• [TASKS]
(a) Swap "huge" for "enormous" in the story about the elephant truck fire, and write out the passage starting at "Chief Morgan said the elephants" and ending at "to Sarasota, Florida.".
(b) Carry on the news story about the elephant truck fire on I-24 from its last line.

• [TEXT]
........

Chattanooga, Tennessee Firefighters had a moment they'll "never forget" on Interstate 24 early Monday morning. The Fire Department says a tractor-trailer carrying three African elephants caught fire on I-24 near the Georgia state line at about 2 a.m.
Firefighters and deputies with the Dade County Sheriff's Department, both responded. Dispatchers warned fire crews to cut their sirens before they got on the scene, saying "I really don’t want to spook these things.”
Chief Morgan said the tractor was on fire, but the trailer was not. The owners got the elephants safely out of the trailer and gave them some hay to munch on while firefighters put the fire out.
Chief Morgan said the elephants were huge, but well-behaved. With the fire out, the owners made some calls to get another tractor to their location. After that, they continued on their way to Sarasota, Florida.
We spoke with Dedrick Hicks, a truck driver who saw the bizarre moment firsthand.
"They were just on the side of the road eating grass. They weren't panicking or freaking out. We see a lot of things in trucking but it was really a sight to see. Three elephants on the side of the road...yea this is definitely #1."

........

• [MATERIAL PROVIDED]
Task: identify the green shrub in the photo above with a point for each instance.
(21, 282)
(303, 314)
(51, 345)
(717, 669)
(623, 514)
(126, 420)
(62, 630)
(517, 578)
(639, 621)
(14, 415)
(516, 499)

........

• [TASK RESULTS]
(a)
Chief Morgan said the elephants were enormous, but well-behaved. With the fire out, the owners made some calls to get another tractor to their location. After that, they continued on their way to Sarasota, Florida.

(b)
Our firefighters did not take any photos, for fear of spooking them with the flash. However, a viewer who wishes not to be named captured a good shot of the pachyderms. She says she was on the arriving ambulance and from a safe distance away.
Jerry Fuhs is the president of Wilstem Ranch in French Lick, Indiana. He says the three African elephants, named Mikia, Lovey, and Lou spend nine months a year in Indiana and the remaining months in Florida. Fuhs, expected them to make it to the Sunshine state late in the afternoon.
The elephants are part of an encounter experience at the Ranch where guests can give them a bath and "manicure."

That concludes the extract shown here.